SHORT TASK A: Repeat the relay design review word for word, from "The hybrid approach, while" up to and including "implementation vs. maintenance?".
SHORT TASK B: Go on with the relay design review, picking up right after its final sentence.

━━━ PASSAGE SHOWN

Where will metrics be stored? (in-memory? persistent?)
What's the metrics retention/expiry policy?
How to handle cold start (new relay with no metrics)?
What happens when all relays have poor metrics?

Recommendation: A metrics collection design document should precede implementation.

3. Missing: Performance Benchmarks 📈

The discussion lacks:

Current baseline performance metrics
Expected performance improvements with each strategy
Resource overhead of metrics collection

Recommendation: Establish benchmarks to validate that the additional complexity yields measurable improvements.

4. Risk: Over-Engineering ⚠️

The hybrid approach, while sophisticated, may be over-engineering for the current use case:

Is the user base large enough to benefit from this optimization?
Are there real-world scenarios where round-robin fails significantly?
What's the cost/benefit ratio of implementation vs. maintenance?

━━━━━━
━━━ DATA PROVIDED

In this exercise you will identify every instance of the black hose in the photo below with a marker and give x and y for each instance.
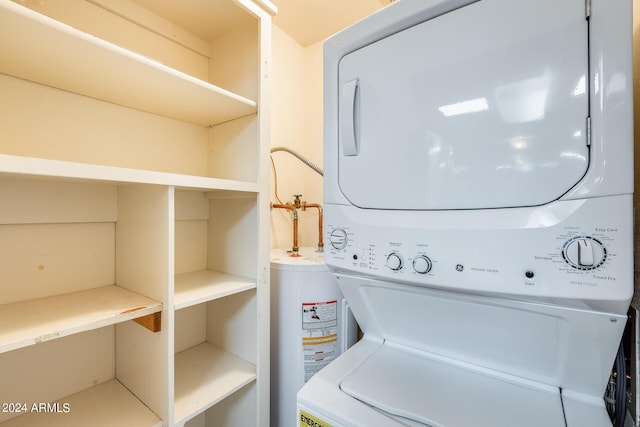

━━━━━━

FINAL RESULT A:
The hybrid approach, while sophisticated, may be over-engineering for the current use case:

Is the user base large enough to benefit from this optimization?
Are there real-world scenarios where round-robin fails significantly?
What's the cost/benefit ratio of implementation vs. maintenance?

FINAL RESULT B:
PR #972 Technical Review

Code Quality Assessment

✅ Strengths:

Thread-Safety Implementation

async with self._relay_counter_lock:
    index = self.relay_counter % len(candidate_list)
    relay_peer_id = candidate_list[index]
    self.relay_counter += 1

Properly addresses concurrent access concerns
Uses appropriate trio.Lock() for async context

Clear Logic Flow

# Prioritize relays with active reservations
relays_with_reservations = []
other_relays = []

for relay_id in relays:
    relay_info = self.discovery.get_relay_info(relay_id)
    if relay_info and relay_info.has_reservation:
        relays_with_reservations.append(relay_id)
    else:
        other_relays.append(relay_id)

candidate_list = (
    relays_with_reservations if relays_with_reservations else other_relays
)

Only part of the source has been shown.